_Aim_
Write out the full set of records exactly. Any pictures in them do not belong in the copy.

_Task data_
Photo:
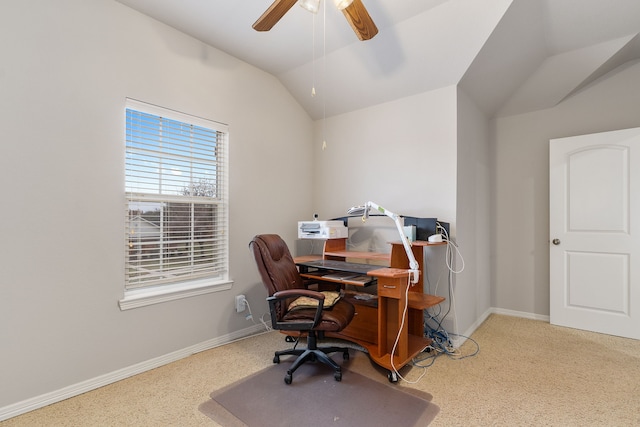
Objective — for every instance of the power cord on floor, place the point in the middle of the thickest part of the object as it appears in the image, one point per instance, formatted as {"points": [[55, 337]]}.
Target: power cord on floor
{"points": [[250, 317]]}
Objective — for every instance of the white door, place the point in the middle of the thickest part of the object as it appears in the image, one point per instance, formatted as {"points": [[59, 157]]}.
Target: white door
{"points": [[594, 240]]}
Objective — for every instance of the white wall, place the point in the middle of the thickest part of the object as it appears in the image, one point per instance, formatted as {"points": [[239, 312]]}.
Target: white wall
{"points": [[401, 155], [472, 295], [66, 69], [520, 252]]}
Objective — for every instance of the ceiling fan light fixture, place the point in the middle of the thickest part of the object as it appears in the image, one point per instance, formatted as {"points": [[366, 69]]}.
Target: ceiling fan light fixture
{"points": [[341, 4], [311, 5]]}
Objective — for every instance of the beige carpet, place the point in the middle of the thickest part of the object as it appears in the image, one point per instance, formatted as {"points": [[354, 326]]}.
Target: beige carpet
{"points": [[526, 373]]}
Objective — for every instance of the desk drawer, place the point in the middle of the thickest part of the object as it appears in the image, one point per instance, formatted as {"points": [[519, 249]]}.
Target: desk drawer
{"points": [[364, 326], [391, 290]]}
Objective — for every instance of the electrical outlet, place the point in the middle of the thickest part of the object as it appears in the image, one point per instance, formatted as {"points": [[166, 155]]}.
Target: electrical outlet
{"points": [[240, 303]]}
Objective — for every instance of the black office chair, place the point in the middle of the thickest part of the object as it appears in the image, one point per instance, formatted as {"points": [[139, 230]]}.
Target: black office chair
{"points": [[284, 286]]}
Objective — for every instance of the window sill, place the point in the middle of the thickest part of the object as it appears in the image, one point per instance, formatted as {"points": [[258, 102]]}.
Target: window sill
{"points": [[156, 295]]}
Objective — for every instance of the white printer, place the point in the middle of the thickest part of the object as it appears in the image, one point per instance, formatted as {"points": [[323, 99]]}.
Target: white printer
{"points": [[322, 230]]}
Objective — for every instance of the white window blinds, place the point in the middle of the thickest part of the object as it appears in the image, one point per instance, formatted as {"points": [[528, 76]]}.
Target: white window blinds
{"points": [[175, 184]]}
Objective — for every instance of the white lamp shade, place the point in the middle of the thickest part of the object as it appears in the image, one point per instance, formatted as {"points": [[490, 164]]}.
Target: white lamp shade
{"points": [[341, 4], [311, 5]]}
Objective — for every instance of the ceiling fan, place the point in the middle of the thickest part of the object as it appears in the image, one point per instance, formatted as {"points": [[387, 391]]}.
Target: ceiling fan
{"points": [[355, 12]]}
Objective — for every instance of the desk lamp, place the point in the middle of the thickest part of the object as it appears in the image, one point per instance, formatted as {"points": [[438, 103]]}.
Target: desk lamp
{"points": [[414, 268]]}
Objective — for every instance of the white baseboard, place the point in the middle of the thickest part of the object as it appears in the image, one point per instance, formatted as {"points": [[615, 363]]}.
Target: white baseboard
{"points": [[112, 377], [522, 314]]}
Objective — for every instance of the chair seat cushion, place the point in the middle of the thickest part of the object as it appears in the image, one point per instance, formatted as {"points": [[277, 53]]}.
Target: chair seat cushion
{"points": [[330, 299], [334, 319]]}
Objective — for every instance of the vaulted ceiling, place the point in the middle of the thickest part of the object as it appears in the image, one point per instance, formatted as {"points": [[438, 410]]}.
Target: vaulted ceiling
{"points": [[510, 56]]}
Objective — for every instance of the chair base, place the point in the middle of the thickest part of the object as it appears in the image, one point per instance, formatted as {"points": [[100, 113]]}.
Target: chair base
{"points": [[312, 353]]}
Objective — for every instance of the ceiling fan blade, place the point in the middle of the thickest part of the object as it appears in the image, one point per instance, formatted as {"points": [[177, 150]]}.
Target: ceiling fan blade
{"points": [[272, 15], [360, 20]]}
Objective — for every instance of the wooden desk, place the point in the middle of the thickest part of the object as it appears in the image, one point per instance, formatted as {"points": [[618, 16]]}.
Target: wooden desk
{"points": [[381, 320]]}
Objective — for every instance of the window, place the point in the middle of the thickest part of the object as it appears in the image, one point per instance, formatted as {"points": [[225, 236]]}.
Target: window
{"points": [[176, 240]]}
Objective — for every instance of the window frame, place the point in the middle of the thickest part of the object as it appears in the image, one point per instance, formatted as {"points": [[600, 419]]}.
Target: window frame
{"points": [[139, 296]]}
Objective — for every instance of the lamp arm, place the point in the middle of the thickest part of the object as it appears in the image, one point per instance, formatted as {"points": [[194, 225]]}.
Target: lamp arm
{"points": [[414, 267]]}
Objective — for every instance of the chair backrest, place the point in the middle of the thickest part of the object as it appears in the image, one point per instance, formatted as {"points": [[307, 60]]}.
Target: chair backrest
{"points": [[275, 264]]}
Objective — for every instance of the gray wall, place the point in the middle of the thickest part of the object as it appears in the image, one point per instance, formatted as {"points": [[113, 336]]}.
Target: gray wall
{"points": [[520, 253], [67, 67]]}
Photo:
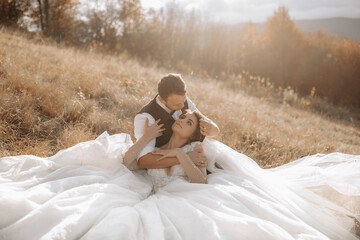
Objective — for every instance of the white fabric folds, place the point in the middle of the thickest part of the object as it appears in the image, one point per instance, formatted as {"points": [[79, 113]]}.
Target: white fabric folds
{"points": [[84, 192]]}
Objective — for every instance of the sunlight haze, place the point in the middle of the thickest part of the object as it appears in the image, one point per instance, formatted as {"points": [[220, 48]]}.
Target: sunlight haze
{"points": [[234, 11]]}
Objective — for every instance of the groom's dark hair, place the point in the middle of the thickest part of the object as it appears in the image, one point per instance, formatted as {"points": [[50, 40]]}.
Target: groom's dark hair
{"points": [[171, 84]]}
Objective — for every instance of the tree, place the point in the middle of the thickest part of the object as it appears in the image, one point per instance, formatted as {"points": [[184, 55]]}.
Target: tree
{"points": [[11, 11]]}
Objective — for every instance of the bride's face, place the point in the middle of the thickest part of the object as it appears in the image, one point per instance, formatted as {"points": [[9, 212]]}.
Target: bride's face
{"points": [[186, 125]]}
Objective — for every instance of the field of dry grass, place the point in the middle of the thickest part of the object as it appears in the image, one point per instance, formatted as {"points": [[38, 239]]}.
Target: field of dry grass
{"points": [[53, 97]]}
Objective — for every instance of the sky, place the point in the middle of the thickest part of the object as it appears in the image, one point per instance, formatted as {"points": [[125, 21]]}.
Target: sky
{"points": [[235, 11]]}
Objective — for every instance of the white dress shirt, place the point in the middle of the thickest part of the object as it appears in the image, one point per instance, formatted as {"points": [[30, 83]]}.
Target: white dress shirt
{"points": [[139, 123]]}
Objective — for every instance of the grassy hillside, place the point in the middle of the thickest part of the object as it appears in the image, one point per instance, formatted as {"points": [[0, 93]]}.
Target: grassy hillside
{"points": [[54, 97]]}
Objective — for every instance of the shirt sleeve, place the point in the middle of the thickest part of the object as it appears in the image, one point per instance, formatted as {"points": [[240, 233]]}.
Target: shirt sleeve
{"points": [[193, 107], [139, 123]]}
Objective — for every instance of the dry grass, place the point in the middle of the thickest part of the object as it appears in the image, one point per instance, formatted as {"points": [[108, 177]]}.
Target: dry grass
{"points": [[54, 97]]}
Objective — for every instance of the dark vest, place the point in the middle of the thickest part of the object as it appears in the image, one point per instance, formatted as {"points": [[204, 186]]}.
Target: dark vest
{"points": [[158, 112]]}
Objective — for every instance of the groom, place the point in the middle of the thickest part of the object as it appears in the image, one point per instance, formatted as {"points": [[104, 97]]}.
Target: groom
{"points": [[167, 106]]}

_Answer for this exercise_
Photo:
Objective — for every instance of the power cord on floor, place the point in the middle of the thickest part of the object as it appears in the image, one point per instance, formatted as {"points": [[55, 337]]}.
Target: power cord on floor
{"points": [[250, 317]]}
Objective — for every instance of the white door, place the point in the middle of the thickest part of the object as it appears in the image, one point per instance, formatted as {"points": [[59, 157]]}.
Target: white door
{"points": [[594, 240]]}
Objective — for every instance of the white wall, place the point in the middle of the thickest part of the object as it appears in the image, one point per instance, formatted as {"points": [[239, 312]]}.
Target: white wall
{"points": [[401, 155], [472, 295], [66, 69], [520, 252]]}
Objective — for every instance of the ceiling fan light fixture, place the point in the middle of the thickest part of the object as it appears in the image, one point per instance, formatted as {"points": [[366, 69]]}.
Target: ceiling fan light fixture
{"points": [[341, 4], [311, 5]]}
Objective — for every instance of the beige carpet, place the point in the middle of the thickest part of the object as it appears in the image, one point per instance, formatted as {"points": [[354, 326]]}.
Target: beige carpet
{"points": [[526, 373]]}
Objective — for every instance of the desk drawer, place the point in the middle of the thickest part of the object as it appears in the image, one point per instance, formatted as {"points": [[519, 249]]}.
Target: desk drawer
{"points": [[364, 326], [391, 290]]}
Objective — for every instance of the electrical outlet, place the point in the middle of the thickest part of the object as it appears in the image, one point per instance, formatted as {"points": [[166, 155]]}.
Target: electrical outlet
{"points": [[240, 303]]}
Objective — for every instance of the black office chair, place the point in the middle of the thickest part of the object as it appears in the image, one point per instance, formatted as {"points": [[139, 230]]}.
Target: black office chair
{"points": [[284, 286]]}
Objective — for every instance of the window sill, place the point in the middle of the thickest part of the object as it appears in the image, one point per instance, formatted as {"points": [[258, 102]]}.
Target: window sill
{"points": [[156, 295]]}
Objective — for every instance of the white printer, place the point in the middle of the thickest part of the object as it appears in the image, one point per instance, formatted as {"points": [[323, 99]]}.
Target: white printer
{"points": [[322, 230]]}
Objective — for every instance of the white window blinds, place the point in the middle of the thickest part of the object as it appears in the image, one point per instance, formatted as {"points": [[528, 76]]}.
Target: white window blinds
{"points": [[175, 184]]}
Objective — for every instance of the white lamp shade, place the point in the middle of the thickest part of the object as it appears in the image, one point per instance, formatted as {"points": [[490, 164]]}.
Target: white lamp shade
{"points": [[341, 4], [311, 5]]}
Objective — for every instance of the ceiling fan, place the point in the middle of the thickest part of the object as it appears in the image, one point per instance, formatted as {"points": [[387, 391]]}.
Target: ceiling fan
{"points": [[355, 12]]}
Objective — for every instance of the desk lamp, place the point in the middle of the thickest part of the object as it appears in the image, one point per instance, formatted as {"points": [[438, 103]]}.
Target: desk lamp
{"points": [[414, 268]]}
Objective — for every instance of the white baseboard, place the point in the middle of the thickest part of the object as it appears in the image, one point per instance, formatted as {"points": [[615, 363]]}.
Target: white baseboard
{"points": [[112, 377], [522, 314]]}
Objective — for every instance of the chair seat cushion, place the point in the middle of the thickest part of the object as it appears in the image, one point per instance, formatted as {"points": [[277, 53]]}.
Target: chair seat cushion
{"points": [[330, 299], [334, 319]]}
Objective — for every instance of the vaulted ceiling, place the point in the middle of the thickest part of the object as it appears in the image, one point per instance, formatted as {"points": [[438, 410]]}.
Target: vaulted ceiling
{"points": [[510, 56]]}
Objective — for every instance of the chair base, place the point in the middle of the thickest part of the object as it appears in the image, one point per instance, formatted as {"points": [[100, 113]]}.
Target: chair base
{"points": [[312, 353]]}
Objective — for every instance of the ceiling fan blade, place the point in the middle of the thickest part of the object as it appears in the image, one point per instance, formatted as {"points": [[177, 150]]}.
Target: ceiling fan blade
{"points": [[272, 15], [360, 20]]}
Objective — for every instance of the wooden desk, place the point in the middle of the thickest part of the object as it appears in the image, one point per instance, formatted as {"points": [[618, 16]]}.
Target: wooden desk
{"points": [[381, 320]]}
Objective — for every instance of the window, place the point in the middle of the thickest part of the object as it appears in the image, one point per instance, formatted as {"points": [[225, 236]]}.
Target: window
{"points": [[176, 240]]}
Objective — for every instance of the window frame, place the point in the middle of the thickest part of the object as it appears in the image, one point per instance, formatted as {"points": [[600, 419]]}.
Target: window frame
{"points": [[139, 296]]}
Objective — for every instance of the lamp arm, place the point in the middle of the thickest part of the object as it appears in the image, one point per instance, formatted as {"points": [[194, 225]]}.
Target: lamp arm
{"points": [[414, 267]]}
Objective — for every instance of the chair backrest, place the point in the middle of the thickest part of the object as it appears in the image, one point per instance, formatted as {"points": [[307, 60]]}.
Target: chair backrest
{"points": [[275, 264]]}
Objective — for every instance of the gray wall, place the point in the middle of the thickest part of the object as it appears in the image, one point per instance, formatted as {"points": [[113, 336]]}.
Target: gray wall
{"points": [[520, 253], [67, 67]]}
Photo:
Objective — for every instance of the white fabric folds, place the point in the middle of the thickest part of the object as it appears in the image, one point per instance, formatted as {"points": [[79, 113]]}.
Target: white fabric folds
{"points": [[84, 192]]}
Objective — for every instance of the sunlight haze, place the point in the middle of the thickest part of the object as it appears in the image, one point per instance, formatted as {"points": [[220, 48]]}.
Target: sunlight haze
{"points": [[234, 11]]}
Objective — for every instance of the groom's dark hair, place the point in the middle of the thickest part of the object as it appears in the image, one point per instance, formatted as {"points": [[50, 40]]}.
Target: groom's dark hair
{"points": [[171, 84]]}
Objective — for every instance of the tree, place the point in the middle of the thickest part of the object as it appears in the image, one point per instance, formatted as {"points": [[184, 55]]}.
Target: tree
{"points": [[11, 11]]}
Objective — for every instance of the bride's face, place the point in the middle of the thickest part of the object as it appears in the image, one point per instance, formatted as {"points": [[9, 212]]}.
Target: bride's face
{"points": [[186, 125]]}
Objective — for every instance of the field of dry grass, place the point in the middle of the thickest part of the object as it appears in the image, one point per instance, formatted as {"points": [[38, 239]]}.
Target: field of dry grass
{"points": [[53, 97]]}
Objective — for every instance of the sky, place the point in the middle of the thickest part of the object as it appears in the image, one point per instance, formatted as {"points": [[125, 21]]}.
Target: sky
{"points": [[235, 11]]}
Objective — for every instance of the white dress shirt, place the point in the middle of the thickest part of the object as it appears in the image, one point per instance, formatted as {"points": [[30, 83]]}.
Target: white dress shirt
{"points": [[139, 123]]}
Objective — for every instance of the grassy hillside, place the point in the middle of the thickest part of the object as it appears in the image, one point per instance, formatted as {"points": [[0, 93]]}.
Target: grassy hillside
{"points": [[54, 97]]}
Objective — for every instance of the shirt sleeve, place the point in the middle of the thickest part of the object as it appears in the image, one point per instance, formatted as {"points": [[240, 233]]}.
Target: shirt sleeve
{"points": [[193, 107], [139, 123]]}
Objective — for every instance of the dry grass, place the point in the middle of the thickest part of the object as it appears in the image, one point per instance, formatted as {"points": [[108, 177]]}.
Target: dry grass
{"points": [[54, 97]]}
Objective — for every instance of the dark vest, place the point in the middle of the thickest part of the object as it appears in the image, one point per instance, formatted as {"points": [[204, 186]]}.
Target: dark vest
{"points": [[158, 112]]}
Objective — for every instance of the groom, place the point in the middle of the thickest part of the object as it appears in the image, one point per instance, formatted as {"points": [[104, 97]]}.
Target: groom
{"points": [[167, 106]]}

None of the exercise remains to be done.